- **Text passage**:
________________

Topic: Tangent Plane}

Find an equation for the plane which is tangent to the surface
whose equation is $z=x^2y^3-3(x+y^2)$ at the point $P(1,-1,7).$

Express the equation in the form $ax+by+cz=d,$ where $a,b,c,d$ are
constants

the line $L$ is a horizontal tangent line (parallel to the $x$-$y$
plane) to the surface at the point $P(1,-1,7).$

Find the angle which $L$ makes with the $x$-direction

Express your answer in radians correct to 3 decimal places using
your calculator.

________________

- **Data**:
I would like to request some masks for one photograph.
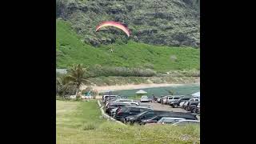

________________

- **Exercise 1**: Copy the part of the tangent plane text that begins with the words containing "Express the equation" and ends with "your calculator.", reproducing it word for word.
- **Exercise 2**: Write a continuation of the tangent plane problem, picking up after its final sentence.

- **Task response 1**:
Express the equation in the form $ax+by+cz=d,$ where $a,b,c,d$ are
constants

the line $L$ is a horizontal tangent line (parallel to the $x$-$y$
plane) to the surface at the point $P(1,-1,7).$

Find the angle which $L$ makes with the $x$-direction

Express your answer in radians correct to 3 decimal places using
your calculator.

- **Task response 2**:
 \vspace{0.5in}

{\bf Solution}

$z=f(x,y)=x^2y^3-3(x+y^2)$

$f_x=2xy^3-3;\ \ f_x(1,-1)=-5.$

$f_y=3x^2y^2-6y;\ \ f_y(1,-1)=9.$

The equation of the tangent plane is therefore

$z+7= -5(x-1)+9(y+1);\ \  z+7=-5x+5+9y+9;\ \ 5x-9y+z=7.$

the directional derivative at $P$ in direction $\theta$ is given
by $$D(\theta)=-5\cos\theta+9\sin\theta.$$ This is zero when
$\tan\theta=5/9;\ \ \theta=0.507$ radians (3 d.p.)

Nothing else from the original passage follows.